[What the task asks]: Where the data below has the string "trousers", return the whole line.
◆ ◆ ◆ ◆ ◆
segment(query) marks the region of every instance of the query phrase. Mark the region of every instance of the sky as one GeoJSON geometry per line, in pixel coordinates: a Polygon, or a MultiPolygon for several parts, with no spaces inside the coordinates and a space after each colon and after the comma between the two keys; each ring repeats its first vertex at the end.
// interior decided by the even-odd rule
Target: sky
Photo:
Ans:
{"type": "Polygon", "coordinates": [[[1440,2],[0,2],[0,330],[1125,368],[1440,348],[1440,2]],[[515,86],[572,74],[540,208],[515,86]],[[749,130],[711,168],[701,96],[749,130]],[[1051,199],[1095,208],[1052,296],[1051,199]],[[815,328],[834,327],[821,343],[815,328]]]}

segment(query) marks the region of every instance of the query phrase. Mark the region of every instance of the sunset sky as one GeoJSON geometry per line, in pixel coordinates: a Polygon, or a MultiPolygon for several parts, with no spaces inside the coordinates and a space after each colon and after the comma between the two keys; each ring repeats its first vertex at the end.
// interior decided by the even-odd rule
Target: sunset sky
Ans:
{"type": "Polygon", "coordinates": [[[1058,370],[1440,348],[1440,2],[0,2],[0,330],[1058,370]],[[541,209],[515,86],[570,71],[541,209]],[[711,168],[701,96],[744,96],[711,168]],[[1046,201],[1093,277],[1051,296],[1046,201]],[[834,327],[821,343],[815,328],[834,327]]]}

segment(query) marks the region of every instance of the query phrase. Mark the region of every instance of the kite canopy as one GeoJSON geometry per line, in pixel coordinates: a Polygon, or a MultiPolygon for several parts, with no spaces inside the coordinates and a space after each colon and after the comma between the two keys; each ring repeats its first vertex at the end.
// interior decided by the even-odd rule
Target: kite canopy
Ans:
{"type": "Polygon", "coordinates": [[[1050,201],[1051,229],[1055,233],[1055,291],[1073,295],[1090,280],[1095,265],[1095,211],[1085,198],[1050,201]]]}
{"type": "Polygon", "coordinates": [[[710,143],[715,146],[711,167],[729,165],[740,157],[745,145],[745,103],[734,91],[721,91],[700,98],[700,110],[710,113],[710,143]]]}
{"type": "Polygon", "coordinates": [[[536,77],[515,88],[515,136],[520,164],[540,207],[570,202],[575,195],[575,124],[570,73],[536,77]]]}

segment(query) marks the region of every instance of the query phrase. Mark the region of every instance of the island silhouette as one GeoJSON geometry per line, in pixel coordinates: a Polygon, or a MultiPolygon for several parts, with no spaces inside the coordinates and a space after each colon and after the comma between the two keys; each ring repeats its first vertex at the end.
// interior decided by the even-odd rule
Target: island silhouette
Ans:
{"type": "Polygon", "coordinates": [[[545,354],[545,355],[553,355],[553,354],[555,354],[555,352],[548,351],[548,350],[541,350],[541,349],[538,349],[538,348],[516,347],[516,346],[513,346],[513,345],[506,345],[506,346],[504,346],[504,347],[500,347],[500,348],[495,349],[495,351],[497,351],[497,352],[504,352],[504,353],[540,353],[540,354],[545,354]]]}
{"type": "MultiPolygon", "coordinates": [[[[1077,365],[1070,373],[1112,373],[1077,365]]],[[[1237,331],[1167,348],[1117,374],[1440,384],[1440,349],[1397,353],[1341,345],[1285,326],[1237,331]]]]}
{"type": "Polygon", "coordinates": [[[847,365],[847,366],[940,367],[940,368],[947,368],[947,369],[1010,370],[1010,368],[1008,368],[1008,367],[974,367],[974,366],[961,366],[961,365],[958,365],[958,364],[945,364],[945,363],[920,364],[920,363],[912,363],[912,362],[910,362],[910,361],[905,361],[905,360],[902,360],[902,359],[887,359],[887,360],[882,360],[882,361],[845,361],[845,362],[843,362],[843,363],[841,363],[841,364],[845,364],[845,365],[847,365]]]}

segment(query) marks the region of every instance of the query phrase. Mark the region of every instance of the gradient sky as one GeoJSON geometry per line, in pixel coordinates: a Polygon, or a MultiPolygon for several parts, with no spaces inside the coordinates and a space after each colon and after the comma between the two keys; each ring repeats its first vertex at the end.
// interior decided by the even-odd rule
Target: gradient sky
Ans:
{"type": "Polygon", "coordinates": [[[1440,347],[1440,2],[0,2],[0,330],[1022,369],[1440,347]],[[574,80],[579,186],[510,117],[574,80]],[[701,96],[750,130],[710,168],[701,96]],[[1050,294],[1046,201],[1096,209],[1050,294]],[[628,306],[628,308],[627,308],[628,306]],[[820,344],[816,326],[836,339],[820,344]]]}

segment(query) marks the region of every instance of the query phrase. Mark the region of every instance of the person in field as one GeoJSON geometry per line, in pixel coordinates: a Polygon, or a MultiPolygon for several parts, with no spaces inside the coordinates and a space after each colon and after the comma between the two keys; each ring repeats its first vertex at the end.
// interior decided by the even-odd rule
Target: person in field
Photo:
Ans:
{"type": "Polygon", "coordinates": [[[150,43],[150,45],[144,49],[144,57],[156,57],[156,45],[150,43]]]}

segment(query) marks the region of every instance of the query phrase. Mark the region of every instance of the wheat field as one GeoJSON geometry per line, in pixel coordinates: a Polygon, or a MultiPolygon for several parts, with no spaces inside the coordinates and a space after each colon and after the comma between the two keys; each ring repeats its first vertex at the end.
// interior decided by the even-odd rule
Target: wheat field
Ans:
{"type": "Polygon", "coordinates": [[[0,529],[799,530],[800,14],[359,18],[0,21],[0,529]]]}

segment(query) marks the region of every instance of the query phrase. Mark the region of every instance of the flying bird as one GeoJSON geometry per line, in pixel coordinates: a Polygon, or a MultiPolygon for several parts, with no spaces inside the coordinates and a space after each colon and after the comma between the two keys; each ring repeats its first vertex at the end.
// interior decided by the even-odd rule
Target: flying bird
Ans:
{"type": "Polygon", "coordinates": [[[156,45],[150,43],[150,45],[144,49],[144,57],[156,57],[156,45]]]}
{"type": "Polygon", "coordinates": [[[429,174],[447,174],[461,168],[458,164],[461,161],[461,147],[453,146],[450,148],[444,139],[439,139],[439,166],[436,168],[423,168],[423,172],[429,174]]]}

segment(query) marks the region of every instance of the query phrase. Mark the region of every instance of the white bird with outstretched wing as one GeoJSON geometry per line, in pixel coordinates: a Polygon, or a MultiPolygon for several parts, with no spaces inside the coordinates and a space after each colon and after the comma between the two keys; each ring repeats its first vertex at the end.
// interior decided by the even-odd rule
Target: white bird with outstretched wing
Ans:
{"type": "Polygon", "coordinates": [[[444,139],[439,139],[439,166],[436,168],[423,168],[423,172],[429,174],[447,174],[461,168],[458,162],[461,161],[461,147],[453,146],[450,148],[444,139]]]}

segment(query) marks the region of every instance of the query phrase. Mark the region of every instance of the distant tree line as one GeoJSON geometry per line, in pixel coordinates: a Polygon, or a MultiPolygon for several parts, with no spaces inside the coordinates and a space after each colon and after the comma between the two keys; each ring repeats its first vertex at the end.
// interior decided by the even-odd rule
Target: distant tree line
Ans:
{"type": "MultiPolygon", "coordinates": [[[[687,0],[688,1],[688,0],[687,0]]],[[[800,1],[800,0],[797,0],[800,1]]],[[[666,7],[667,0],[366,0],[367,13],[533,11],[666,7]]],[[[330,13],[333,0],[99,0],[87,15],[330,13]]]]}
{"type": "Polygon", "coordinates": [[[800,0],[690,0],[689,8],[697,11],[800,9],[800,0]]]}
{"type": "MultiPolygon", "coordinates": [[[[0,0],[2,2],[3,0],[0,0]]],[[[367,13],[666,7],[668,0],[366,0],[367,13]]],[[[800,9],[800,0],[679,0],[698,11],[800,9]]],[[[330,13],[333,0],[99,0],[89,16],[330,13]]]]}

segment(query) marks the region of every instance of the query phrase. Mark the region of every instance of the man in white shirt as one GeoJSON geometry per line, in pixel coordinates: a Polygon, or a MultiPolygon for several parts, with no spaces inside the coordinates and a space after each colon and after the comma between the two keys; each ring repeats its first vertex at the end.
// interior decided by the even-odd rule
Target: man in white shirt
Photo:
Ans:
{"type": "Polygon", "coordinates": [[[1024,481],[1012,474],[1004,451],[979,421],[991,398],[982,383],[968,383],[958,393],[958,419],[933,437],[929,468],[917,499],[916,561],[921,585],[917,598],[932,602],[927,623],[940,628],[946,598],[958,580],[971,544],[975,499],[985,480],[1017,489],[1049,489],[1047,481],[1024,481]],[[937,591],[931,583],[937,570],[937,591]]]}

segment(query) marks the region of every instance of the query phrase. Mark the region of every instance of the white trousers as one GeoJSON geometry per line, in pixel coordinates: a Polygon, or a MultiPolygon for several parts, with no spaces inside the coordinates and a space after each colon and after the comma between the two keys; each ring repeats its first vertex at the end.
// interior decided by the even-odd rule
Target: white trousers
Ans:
◆ ◆ ◆ ◆ ◆
[Result of this exercise]:
segment(query) marks the region of every instance of the query phrase. Mark the region of every instance of the white trousers as one GeoJSON geometry per line, in pixel coordinates: a Polygon, or a MultiPolygon for several parts, with no spaces inside the coordinates and a space after each colon and after the comma between the two keys; each ring repeats its first vertex at the end.
Target: white trousers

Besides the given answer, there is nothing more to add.